Saved entries

=== Section Start ===

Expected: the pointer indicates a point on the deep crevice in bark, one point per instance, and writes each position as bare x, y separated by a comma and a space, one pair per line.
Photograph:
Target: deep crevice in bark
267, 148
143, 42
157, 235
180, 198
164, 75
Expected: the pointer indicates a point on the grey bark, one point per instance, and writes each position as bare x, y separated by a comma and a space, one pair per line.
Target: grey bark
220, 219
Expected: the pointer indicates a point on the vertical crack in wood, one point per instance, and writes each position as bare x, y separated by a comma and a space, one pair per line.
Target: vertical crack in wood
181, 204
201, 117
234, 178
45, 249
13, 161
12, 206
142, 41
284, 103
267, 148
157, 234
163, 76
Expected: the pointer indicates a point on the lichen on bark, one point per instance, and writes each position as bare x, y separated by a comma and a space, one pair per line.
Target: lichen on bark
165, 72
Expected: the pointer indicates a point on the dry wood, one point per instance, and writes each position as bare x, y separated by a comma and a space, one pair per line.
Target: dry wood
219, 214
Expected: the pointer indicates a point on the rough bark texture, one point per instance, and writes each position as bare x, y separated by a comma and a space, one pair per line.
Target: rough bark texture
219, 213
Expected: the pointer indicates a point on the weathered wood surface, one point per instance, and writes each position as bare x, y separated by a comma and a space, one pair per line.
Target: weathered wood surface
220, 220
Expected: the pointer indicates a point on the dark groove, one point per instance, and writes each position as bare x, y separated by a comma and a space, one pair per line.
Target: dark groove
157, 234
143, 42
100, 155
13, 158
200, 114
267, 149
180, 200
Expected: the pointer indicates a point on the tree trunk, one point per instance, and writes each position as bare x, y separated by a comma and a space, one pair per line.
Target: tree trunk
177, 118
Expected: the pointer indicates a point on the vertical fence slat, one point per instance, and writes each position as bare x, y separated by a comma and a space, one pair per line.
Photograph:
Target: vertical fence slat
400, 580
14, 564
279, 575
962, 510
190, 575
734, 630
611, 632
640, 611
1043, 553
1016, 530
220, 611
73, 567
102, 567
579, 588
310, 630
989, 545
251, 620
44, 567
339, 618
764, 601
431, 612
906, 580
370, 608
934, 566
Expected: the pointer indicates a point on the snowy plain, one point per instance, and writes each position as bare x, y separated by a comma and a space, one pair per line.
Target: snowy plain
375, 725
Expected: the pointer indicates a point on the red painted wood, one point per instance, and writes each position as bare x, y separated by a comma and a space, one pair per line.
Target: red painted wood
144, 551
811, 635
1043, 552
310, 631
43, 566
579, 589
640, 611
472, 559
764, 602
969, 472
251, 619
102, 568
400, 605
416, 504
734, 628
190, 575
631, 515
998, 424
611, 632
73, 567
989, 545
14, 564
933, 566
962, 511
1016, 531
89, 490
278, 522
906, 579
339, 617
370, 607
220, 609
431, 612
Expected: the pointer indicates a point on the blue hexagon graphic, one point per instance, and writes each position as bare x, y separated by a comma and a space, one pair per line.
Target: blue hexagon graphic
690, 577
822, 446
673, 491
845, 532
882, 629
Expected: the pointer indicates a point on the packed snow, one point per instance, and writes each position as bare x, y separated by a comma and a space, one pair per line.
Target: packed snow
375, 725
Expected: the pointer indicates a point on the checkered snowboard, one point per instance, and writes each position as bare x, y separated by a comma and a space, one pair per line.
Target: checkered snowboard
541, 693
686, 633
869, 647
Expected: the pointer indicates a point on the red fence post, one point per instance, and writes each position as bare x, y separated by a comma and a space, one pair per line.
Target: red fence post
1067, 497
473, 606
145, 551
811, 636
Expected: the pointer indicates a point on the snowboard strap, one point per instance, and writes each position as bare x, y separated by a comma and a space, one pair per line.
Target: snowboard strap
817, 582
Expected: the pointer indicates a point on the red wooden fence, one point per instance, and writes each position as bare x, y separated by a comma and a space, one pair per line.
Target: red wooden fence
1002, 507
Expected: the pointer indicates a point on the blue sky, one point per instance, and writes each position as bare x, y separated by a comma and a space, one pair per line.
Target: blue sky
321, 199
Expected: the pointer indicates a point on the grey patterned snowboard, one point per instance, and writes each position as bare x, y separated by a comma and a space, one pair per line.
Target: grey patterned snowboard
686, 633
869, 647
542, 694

=== Section End ===

[Problem requirements] Beginning with the line that holds "Target: blue sky" and ending with the last line of the data, copy each line exactly and add nothing.

[Your solution]
Target: blue sky
321, 199
Expected: the pointer indicates a point on the grey patterned snowboard, one point per instance, and writes each position as bare x, y separated by a comma and a space, one pair per line.
Target: grey patterned snowboard
686, 633
869, 647
542, 694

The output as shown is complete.